1. DNR “is the usual acronym for a physician’s directive that cardiopulmonary resuscitation not be used in the event of a cardiac or respiratory event.” Constante “DNR in the School Setting: Determining Policy and Procedures” in Legal Issues in School Health Services (eds Schwab & Gelfman) (2001) 417. DNR orders are sometimes, perhaps more accurately, referred to as Do Not Attempt Resuscitation (DNAR) orders, but DNR will be used in this paper since it is more widely recognised. See Hazinski et al “AHA Scientific Statement, Response to Cardiac Arrest and Selected Life-Threatening Medical Emergencies” 2004 Circulation 278 280.

2. See DK v Cabinet for Health and Family Services 221 SW 3d 382 (holding that, while the Cabinet was authorised to act as a child’s health decision maker where temporary custody had been granted to social services for the neglected and abused child, a DNR Order was not appropriate where the parents’ rights had not been terminated).

· · ·

__EXERCISE SET__:
A) According to the footnotes on DNR orders, what other name are DNR orders sometimes given?
B) Continue the footnotes on DNR orders with the next part, starting after the last sentence shown.
The data that come next are separate from the footnotes on DNR orders.

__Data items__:

· · ·

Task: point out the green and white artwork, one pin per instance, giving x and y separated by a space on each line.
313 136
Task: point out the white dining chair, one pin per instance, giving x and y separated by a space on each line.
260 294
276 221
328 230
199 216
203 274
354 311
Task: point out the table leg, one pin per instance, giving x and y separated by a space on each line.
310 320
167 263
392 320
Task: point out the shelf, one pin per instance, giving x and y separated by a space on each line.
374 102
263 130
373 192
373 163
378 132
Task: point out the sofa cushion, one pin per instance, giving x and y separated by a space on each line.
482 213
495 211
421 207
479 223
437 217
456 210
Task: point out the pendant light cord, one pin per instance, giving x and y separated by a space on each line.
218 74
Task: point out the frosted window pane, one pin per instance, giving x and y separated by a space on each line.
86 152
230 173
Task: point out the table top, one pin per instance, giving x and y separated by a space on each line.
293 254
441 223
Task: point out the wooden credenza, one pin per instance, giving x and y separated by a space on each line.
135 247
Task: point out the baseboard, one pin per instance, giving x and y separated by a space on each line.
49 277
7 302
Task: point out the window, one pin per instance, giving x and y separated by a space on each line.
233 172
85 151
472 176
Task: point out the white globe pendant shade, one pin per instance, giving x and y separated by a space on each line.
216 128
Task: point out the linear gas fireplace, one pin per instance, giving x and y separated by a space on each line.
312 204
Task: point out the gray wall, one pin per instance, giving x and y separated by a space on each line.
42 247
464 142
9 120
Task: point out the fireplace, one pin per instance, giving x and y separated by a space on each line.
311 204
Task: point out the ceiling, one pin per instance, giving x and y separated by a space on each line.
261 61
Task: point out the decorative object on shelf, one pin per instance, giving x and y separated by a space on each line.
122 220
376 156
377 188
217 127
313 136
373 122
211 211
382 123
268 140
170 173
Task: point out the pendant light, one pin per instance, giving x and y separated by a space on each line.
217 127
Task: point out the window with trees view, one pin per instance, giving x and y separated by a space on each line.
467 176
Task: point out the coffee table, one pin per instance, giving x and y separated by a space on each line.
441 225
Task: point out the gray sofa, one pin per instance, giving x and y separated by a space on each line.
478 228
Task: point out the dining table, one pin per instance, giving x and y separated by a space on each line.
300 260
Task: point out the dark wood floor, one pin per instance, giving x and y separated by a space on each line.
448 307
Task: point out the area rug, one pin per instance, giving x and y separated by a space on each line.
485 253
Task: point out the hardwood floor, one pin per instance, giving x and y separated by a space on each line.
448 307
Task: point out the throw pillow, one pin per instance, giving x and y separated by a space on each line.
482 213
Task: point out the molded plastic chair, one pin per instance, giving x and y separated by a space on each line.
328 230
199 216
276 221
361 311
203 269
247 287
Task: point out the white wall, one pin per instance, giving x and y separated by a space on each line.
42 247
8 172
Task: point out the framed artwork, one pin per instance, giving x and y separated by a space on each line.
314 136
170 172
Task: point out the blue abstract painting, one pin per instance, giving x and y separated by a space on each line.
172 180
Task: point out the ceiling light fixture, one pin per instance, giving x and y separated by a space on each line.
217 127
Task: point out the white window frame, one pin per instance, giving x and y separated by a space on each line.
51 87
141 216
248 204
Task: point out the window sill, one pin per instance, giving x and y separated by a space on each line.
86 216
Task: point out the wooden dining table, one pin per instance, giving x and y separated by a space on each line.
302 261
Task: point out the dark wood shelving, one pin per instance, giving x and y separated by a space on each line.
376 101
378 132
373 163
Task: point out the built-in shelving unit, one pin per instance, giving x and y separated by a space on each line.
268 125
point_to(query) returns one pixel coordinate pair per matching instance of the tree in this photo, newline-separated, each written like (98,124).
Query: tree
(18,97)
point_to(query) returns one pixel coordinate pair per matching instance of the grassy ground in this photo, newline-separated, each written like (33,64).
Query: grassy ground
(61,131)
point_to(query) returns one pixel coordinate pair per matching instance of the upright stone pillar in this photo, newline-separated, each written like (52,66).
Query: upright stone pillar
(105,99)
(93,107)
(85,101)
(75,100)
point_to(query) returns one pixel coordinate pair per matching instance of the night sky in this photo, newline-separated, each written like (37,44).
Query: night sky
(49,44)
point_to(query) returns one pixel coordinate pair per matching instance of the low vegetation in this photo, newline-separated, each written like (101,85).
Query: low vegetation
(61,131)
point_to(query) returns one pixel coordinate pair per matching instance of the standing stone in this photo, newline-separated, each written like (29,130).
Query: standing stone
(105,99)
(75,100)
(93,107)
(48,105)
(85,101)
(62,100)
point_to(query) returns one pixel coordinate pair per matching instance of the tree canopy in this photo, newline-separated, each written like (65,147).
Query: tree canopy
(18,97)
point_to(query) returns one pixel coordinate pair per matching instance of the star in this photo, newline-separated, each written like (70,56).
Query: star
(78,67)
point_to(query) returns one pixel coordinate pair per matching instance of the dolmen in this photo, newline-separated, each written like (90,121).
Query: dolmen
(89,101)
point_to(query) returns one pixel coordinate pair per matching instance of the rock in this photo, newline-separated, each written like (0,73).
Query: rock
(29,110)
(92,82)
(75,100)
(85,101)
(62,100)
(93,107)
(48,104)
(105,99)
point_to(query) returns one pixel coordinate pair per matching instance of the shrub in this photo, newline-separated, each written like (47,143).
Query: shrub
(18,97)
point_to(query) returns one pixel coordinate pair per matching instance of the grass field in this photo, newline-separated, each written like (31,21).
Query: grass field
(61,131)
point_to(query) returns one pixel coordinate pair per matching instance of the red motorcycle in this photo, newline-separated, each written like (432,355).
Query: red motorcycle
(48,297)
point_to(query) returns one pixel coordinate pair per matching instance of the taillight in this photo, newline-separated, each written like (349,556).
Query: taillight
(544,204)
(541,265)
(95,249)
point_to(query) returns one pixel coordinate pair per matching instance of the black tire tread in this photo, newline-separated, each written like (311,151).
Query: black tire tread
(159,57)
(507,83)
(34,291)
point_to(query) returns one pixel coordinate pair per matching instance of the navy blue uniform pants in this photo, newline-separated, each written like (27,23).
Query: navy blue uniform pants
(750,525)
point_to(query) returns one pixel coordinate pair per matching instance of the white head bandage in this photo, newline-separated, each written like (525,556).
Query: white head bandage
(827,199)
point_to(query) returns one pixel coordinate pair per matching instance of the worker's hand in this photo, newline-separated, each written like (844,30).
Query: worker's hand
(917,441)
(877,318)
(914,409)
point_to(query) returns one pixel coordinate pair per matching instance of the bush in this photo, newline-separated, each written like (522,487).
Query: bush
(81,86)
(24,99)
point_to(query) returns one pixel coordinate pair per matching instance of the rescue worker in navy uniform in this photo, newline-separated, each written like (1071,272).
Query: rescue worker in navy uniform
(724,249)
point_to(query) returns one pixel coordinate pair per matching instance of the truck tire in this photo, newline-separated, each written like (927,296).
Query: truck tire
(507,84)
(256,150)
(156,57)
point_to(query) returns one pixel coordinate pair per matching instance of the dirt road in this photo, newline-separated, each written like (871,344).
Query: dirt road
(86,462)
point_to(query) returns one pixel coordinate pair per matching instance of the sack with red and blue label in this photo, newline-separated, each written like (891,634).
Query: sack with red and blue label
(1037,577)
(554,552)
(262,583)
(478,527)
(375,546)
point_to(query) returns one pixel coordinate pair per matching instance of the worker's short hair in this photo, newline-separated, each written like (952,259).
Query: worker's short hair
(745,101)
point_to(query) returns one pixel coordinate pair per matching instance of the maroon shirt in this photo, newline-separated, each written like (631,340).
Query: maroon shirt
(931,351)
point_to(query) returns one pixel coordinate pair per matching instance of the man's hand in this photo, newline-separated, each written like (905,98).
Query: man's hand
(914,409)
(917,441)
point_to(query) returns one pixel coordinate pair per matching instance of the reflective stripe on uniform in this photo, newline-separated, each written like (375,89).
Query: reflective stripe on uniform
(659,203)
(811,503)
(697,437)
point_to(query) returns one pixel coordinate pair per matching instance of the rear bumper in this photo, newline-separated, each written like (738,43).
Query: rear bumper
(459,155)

· · ·

__YOUR WRITTEN ANSWERS__:
A) Do Not Attempt Resuscitation (DNAR) orders.

B)
3. See Belcher v Charleston Area Medical Center 422 SE 2d 827 (holding that 17-year-old with muscular dystrophy who suffered breathing failure and for whom a physician had issued a DNR Order, at direction of his parents, to not reintubate or resuscitate their son and who died following a cardiac failure where no resuscitation or intubation occurred, the parents were entitled to go to trial on wrongful death and medical malpractice claims as to whether their son was a “mature minor” whose opinion should have been sought prior to issuance of the DNR Order).

4. See Pohlman & Schwab “Managing Risks in Professional and Clinical Performance Dilemmas: Part I” 2000 J of School Nursing 46 (commenting that a school district policy may “dictate a nursing action (or omission of an action) that appears to conflict with legal or ethical standards of practice or, more specifically, may bring harm to a student.”).

5. See JN v Superior Ct 67 Cal Rptr 3d 384 (court refused to issue a DNR order for 11-month-old child with severe head trauma even though supported by child’s attorney and hospital bioethics consultation team where child had not been adjudged dependent; however, the court held that hospital doctors could remove intubation tube for breathing where a petition for dependency had been filed and the court in approving the order to remove the tube had balanced the interests of the child with those of the parents who opposed both removal of the intubation tube and the issuance of a DNR order ).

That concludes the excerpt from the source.